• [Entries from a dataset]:
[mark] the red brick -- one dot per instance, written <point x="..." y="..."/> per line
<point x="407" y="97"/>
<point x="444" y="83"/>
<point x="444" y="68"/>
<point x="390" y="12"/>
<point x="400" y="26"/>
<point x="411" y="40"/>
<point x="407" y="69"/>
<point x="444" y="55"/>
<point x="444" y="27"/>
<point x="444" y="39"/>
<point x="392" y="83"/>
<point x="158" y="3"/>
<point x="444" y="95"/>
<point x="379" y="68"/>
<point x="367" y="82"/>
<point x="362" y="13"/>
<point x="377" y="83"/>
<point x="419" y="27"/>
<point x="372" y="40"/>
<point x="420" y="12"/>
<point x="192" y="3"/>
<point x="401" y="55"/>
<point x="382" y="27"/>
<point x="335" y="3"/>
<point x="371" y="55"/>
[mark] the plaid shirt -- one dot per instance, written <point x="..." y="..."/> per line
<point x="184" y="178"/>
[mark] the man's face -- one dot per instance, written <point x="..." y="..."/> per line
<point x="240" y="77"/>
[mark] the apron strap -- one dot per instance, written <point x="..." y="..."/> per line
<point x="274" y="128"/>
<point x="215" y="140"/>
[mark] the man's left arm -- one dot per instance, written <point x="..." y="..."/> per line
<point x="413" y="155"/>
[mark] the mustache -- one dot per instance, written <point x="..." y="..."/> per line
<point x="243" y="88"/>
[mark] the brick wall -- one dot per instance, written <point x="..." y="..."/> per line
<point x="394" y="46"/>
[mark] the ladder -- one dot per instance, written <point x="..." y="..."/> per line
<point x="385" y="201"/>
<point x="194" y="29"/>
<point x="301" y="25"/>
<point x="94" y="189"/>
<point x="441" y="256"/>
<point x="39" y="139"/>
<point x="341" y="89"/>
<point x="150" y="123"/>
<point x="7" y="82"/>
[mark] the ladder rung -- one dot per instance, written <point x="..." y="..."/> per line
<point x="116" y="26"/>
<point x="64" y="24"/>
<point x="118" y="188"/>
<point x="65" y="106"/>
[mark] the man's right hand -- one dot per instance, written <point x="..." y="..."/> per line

• [The task]:
Convert all of the data above into a numbered list with one line per entry, and leave out any blank lines.

• [Response to the task]:
1. [mark] the red brick -- one dot per instance, written <point x="..." y="..."/> per line
2. <point x="407" y="97"/>
3. <point x="444" y="83"/>
4. <point x="444" y="68"/>
5. <point x="390" y="12"/>
6. <point x="400" y="26"/>
7. <point x="411" y="40"/>
8. <point x="407" y="69"/>
9. <point x="444" y="55"/>
10. <point x="444" y="27"/>
11. <point x="444" y="39"/>
12. <point x="392" y="83"/>
13. <point x="158" y="3"/>
14. <point x="444" y="95"/>
15. <point x="379" y="68"/>
16. <point x="367" y="82"/>
17. <point x="362" y="13"/>
18. <point x="377" y="83"/>
19. <point x="419" y="27"/>
20. <point x="372" y="40"/>
21. <point x="420" y="12"/>
22. <point x="192" y="3"/>
23. <point x="401" y="55"/>
24. <point x="382" y="27"/>
25. <point x="335" y="3"/>
26. <point x="371" y="55"/>
27. [mark] the plaid shirt -- one dot per instance, written <point x="..." y="..."/> per line
28. <point x="184" y="178"/>
29. [mark] the man's face -- one dot per instance, written <point x="..." y="..."/> per line
30. <point x="240" y="77"/>
31. [mark] the apron strap -- one dot per instance, written <point x="..." y="..."/> per line
32. <point x="274" y="128"/>
33. <point x="215" y="140"/>
34. [mark] the man's left arm -- one dot per instance, written <point x="..." y="..."/> per line
35. <point x="413" y="155"/>
36. [mark] the mustache -- one dot per instance, written <point x="..." y="..."/> per line
37. <point x="243" y="88"/>
38. [mark] the brick wall -- one dot per instance, written <point x="..." y="..."/> per line
39. <point x="394" y="46"/>
40. [mark] the ladder -- one dot per instance, written <point x="..." y="..."/> per line
41. <point x="385" y="201"/>
42. <point x="194" y="29"/>
43. <point x="301" y="25"/>
44. <point x="94" y="189"/>
45. <point x="441" y="256"/>
46. <point x="39" y="139"/>
47. <point x="341" y="89"/>
48. <point x="150" y="123"/>
49. <point x="7" y="82"/>
50. [mark] the ladder rung -- one dot per instance, written <point x="..." y="..."/> per line
51. <point x="116" y="26"/>
52. <point x="64" y="24"/>
53. <point x="118" y="188"/>
54. <point x="65" y="106"/>
55. [mark] the man's right hand -- one dot per instance, written <point x="..." y="..."/> per line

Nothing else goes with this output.